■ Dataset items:
+===+
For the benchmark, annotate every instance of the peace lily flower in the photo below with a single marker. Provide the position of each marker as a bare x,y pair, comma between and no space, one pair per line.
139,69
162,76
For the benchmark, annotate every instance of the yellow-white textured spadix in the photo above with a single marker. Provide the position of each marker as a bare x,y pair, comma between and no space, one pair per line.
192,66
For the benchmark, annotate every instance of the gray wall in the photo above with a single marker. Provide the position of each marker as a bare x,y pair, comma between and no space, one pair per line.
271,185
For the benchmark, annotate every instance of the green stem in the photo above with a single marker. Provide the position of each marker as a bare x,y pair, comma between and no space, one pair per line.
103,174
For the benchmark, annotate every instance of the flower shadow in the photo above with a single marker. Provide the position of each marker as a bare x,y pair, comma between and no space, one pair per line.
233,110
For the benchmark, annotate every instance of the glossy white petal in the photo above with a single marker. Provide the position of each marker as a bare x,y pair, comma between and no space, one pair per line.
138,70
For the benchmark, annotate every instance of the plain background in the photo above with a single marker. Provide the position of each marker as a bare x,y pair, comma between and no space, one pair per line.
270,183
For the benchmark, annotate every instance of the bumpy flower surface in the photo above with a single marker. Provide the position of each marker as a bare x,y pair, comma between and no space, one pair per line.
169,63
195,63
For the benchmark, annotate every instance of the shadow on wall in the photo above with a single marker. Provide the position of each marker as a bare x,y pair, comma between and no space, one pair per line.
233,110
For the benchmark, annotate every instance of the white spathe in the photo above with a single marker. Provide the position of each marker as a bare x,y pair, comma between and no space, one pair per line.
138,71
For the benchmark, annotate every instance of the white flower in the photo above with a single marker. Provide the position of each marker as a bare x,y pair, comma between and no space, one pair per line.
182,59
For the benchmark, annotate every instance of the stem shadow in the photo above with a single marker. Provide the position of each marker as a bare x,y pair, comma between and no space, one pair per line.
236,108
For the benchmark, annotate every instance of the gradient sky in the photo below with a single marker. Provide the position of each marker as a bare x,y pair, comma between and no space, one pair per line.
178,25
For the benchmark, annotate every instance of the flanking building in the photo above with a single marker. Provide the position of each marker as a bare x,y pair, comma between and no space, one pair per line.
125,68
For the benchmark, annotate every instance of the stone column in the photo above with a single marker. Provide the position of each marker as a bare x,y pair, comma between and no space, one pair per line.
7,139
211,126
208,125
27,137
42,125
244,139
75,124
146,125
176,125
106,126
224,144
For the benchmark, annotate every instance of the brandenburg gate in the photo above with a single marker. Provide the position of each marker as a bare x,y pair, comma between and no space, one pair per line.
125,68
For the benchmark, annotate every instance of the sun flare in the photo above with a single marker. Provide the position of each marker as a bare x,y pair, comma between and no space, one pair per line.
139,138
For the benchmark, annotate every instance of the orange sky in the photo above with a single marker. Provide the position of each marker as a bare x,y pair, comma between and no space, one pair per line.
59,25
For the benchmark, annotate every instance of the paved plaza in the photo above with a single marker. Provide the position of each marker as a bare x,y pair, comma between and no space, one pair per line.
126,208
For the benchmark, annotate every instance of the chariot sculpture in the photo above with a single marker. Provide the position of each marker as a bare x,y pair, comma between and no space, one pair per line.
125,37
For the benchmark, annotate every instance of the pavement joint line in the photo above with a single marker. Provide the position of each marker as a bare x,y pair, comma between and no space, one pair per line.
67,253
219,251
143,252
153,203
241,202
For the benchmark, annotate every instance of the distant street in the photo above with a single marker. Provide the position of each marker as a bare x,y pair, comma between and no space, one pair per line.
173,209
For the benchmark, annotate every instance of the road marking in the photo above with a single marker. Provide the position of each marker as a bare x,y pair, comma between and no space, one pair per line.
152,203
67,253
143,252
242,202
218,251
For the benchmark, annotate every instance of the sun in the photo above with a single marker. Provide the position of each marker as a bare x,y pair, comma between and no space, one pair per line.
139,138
+===+
■ Your goal:
Extract the complete listing verbatim.

■ Output for this task:
For the benchmark, annotate every instance of the peace lily flower in the photo below with a single marker. Provide the position of each marker as a bare x,y pair, comma between and no space, one pair per line.
139,69
162,76
For the benchmark, annotate every instance of the yellow-white textured spadix in the photo above with a single marker. Provide the position of each marker as a bare x,y pair, comma between and no space, one pair per line.
192,66
For the benchmark, annotate every instance of the gray wall in the photo above with a single marker. Provide the position of each marker as a bare x,y pair, comma between and no space, one pair per line.
271,185
For the benchmark, annotate every instance of the green stem in the photo above with a single marker. Provide the position of each marker as a bare x,y pair, comma between and no space, one pair per line.
103,174
For the benchmark, annotate every instance of the flower shadow in the photo above with a single marker. Provide the position of each marker as a bare x,y pair, comma between and no space, one pair per line.
233,110
For the benchmark, annotate every instance of the glossy white petal in the photo above with a single marker. Provide the position of each marker as a bare x,y pair, comma between and no space, one pair per line.
138,70
For the benchmark, annotate every instance of the plain background in the photo above with a single marker. Provide the position of each marker as a bare x,y pair, comma between and no space, one pair per line.
270,183
For the benchmark, annotate every instance of the bumpy flower surface in the photo above with a single marker. Provide the position of each marker as a bare x,y pair, comma between and no space, one pair per line.
169,63
195,63
For the benchmark, annotate every instance of the shadow on wall in the photo above with a single marker. Provide the position of each marker as a bare x,y pair, comma between and no space, one pair per line.
233,110
For the benchmark, annotate every instance of the white spathe in the photo above with a single marker. Provide the position of each marker as a bare x,y pair, comma between and no space, one pair per line.
138,71
For the benchmark, annotate every instance of the white flower in the photo above with a single marker. Provide the position of each marker as a bare x,y pair, comma between and no space, one pair per line.
182,59
For the benchmark, annotate every instance of the stem shadow in the photo above with a single marker. Provide the position of each marker as a bare x,y pair, comma between and no space, one pair per line.
236,108
For the benchmark, annotate every instance of the gradient sky in the photo below with a single marker. Provide the position of each marker as a bare x,y pair, comma between and no space, one pair per line.
178,25
For the benchmark, annotate every instance of the flanking building in the photo above with a single marker. Provide the position of each marker as a bare x,y pair, comma between and no space, one pair per line.
125,68
For the benchmark, annotate every instance of the stone column in the photo above with a single marker. Provide the position of each marker as a bare x,y pair, comma between and no space, one pair per line.
7,139
211,126
208,125
27,137
42,125
244,139
75,124
146,125
176,125
106,126
224,144
For the benchmark, annotate every instance of the brandenburg gate in the photo above with a single marker. Provide the position of each marker as a bare x,y pair, comma between and no space, one pair per line.
125,68
For the benchmark, annotate every instance of the sun flare in the photo above with a single marker. Provide the position of each marker as a bare x,y pair, comma between and no space, one pair per line.
139,138
For the benchmark, annotate every instance of the orange sky in the photo above with a single marker. Provide the position of each marker as a bare x,y pair, comma between and no space, one pair per line.
59,25
For the benchmark, annotate every instance of the paved plaza in the photo above with a single marker. Provide the position of each marker as a bare x,y pair, comma between and no space, one pair per line.
126,208
For the benchmark, annotate every instance of the chariot sculpture in the photo above with a single marker. Provide the position of each marker as a bare x,y pair, comma between and no space, one pair per line.
125,37
For the benchmark, annotate every instance of the pavement joint line in the photo above with a single marker. Provide the position of each marker as a bare x,y pair, comma between and no space, one pair per line.
67,253
219,251
143,252
153,203
241,202
For the benchmark, annotate every instance of the distant street in the photo above with a single marker. Provide the position of each marker as a bare x,y pair, comma between and no space, one pair per line.
173,209
For the benchmark, annotate every instance of the road marking in the photo above with a single marker. Provide the position of each marker as a bare x,y pair, comma between and no space, one pair per line.
152,203
67,253
143,252
242,202
218,251
For the benchmark, annotate every instance of the sun in the photo above with a single marker. Provide the position of each marker as a bare x,y pair, comma between and no space, one pair per line.
139,138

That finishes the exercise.